═══ PROVIDED PASSAGE ═══

You will find that each passage will cover 4-6 main points. This may occur in 5 paragraphs or 2, but as long as you identify AND HAVE A REFERENCE TAB/MARKs for certain key pieces of information it will not matter how dense the passage is.
You will use 2 main techniques to create references for yourself: (1) actually writing out the main idea of each paragraph and of the passage itself in the margin. This should consist of just shorthand notation. You will be surprised how many questions are quickly and easily answered by these notes ("what is the author saying in paragraph 2?"). It will also help you immediately zero in on specific paragraphs for detail questions. If you noted that paragraph 3 gives 2 examples disproving "certian critics" then if you get a question asking about types of examples used by the author you immediately know where to go.
In dense passages (with 2 or 3 paragraphs) look for natural topic shifts within the paragraphs. I guarantee they are there. Once you find them CREATE YOUR OWN NEW PARAGRAPH by just writing the point of the next section of the paragraph in the margin and putting a bracket in the text. Suddenly that rough 2 paragraph passage is now a much more manageable 4 paragraphs. And, since the dense ones turn out to often have easier content, it is now cake.
(2) Underlining and boxing. I put BOXES around all terms which have definitions and all names. That way, when a term or a certian person's view/background comes up in a question I do not have to hunt the paragraph for the definition. My eye goes to the boxes. I UNDERLINE all phrases that I think might be relevant later on. This includes paragraph and passage thesis statements as well as the author's viewpoint, among others. What I underline is based on my experience taking practice tests and figuring out what I will most likely be asked later.
One danger with both of the above is doing too much marking. If you do too much, the markings become worthless, so you will need to practice balancing having the right amount of reference notes/marks.
By doing the above I not only have handy references for myself, but I also find that I flat out RETAIN the knowledge in the passage much more easily. You become an active reader and suddenly you are able to answer questions without even looking at the passage (sometimes... and be careful with that). Most people have the attention span of 3rd graders. Yes, this includes you. By forcing yourself to be an active participant in the passage, you end up actually reading and comprehending the text instead of just letting your eyes wander over the words.

═══

**WORK INSTRUCTIONS**
1. In the reading-strategy passage, what does the writer put boxes around?
2. Please continue the reading-strategy passage, starting after its final sentence.

═══ ENTRIES PROVIDED ═══

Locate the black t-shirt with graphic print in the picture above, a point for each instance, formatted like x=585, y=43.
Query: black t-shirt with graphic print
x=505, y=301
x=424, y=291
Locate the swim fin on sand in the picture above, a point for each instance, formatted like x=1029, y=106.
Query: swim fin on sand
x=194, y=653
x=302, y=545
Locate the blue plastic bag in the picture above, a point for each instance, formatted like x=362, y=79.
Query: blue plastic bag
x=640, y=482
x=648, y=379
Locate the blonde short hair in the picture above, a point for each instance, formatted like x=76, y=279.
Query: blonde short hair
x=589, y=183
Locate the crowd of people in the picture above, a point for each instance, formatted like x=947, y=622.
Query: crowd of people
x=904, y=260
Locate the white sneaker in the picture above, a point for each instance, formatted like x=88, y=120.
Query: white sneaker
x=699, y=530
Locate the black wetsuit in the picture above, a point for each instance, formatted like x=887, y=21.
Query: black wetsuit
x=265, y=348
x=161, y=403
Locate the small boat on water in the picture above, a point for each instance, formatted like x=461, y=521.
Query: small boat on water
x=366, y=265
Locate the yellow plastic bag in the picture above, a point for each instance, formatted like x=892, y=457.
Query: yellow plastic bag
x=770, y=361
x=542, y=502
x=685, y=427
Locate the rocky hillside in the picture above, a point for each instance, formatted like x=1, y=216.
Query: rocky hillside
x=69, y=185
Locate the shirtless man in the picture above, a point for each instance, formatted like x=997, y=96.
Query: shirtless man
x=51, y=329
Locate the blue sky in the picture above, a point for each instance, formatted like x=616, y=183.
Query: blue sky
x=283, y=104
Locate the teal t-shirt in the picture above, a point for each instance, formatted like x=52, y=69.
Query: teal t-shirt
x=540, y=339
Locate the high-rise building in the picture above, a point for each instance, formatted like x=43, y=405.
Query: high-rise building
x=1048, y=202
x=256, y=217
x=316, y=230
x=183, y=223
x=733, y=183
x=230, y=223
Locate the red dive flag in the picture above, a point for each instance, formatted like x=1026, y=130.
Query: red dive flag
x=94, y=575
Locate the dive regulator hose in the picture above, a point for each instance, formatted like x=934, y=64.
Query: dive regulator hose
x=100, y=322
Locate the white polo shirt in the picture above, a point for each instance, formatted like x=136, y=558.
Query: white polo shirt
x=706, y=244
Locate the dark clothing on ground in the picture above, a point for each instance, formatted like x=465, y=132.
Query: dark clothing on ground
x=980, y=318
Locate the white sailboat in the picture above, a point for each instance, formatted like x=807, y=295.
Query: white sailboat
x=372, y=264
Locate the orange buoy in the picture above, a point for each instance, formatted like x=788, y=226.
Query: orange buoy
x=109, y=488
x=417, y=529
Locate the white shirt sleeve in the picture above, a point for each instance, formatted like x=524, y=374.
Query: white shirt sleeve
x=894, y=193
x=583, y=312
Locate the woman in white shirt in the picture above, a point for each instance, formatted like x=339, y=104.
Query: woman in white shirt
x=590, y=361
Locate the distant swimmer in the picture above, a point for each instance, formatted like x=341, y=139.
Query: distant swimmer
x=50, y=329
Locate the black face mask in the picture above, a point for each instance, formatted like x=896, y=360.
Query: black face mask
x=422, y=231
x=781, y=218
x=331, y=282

═══

**ANSWERS TO THE EXERCISES**
1. All terms that have definitions and all names.

2.
Practice making notes/marks for each of the following you will be fine:
1) Main point of the passage (usually covered in the first paragraph). I actually write out a 3-5 word/symbol summary next to the text. For example, "16th legal reform=bad for women" or something along those lines. Practice identifying the thesis statement.
2) Main point of each paragraph. Same as 1. If you split a paragraph up into smaller paragraphs, you should summarize the points of both of these little paragraphs ("formalists' view" and "pro-RTT view" to take an example from one of the old tests)
3) Boxing all names and terms. There is almost ALWAYS an explanation of the person/term right after it. Now you can just find your boxed name and read the explanation that follows for certian questions.
4) Underlining key points/evidence. This just takes practice. Over time you will figure out what is key and what is not. In the beginning, if it seems important underline it. As you take practice tests you will refine your approach and underline less.
5) If, at any time, the passage tells you what the author thinks (sometimes it will do it in a sneaky manner) WRITE IT IN THE MARGIN. Most passages will have a question asking about the author's opinion. You just gained yourself a free point.
6) Look for keywords and cues. When the passage says "some critics argue..." you KNOW the passage will post evidence against them 2 sentences later. Watch for it. UNDERLINE the "some". There are tons of these key words and I do not have the space to delve into them in detail.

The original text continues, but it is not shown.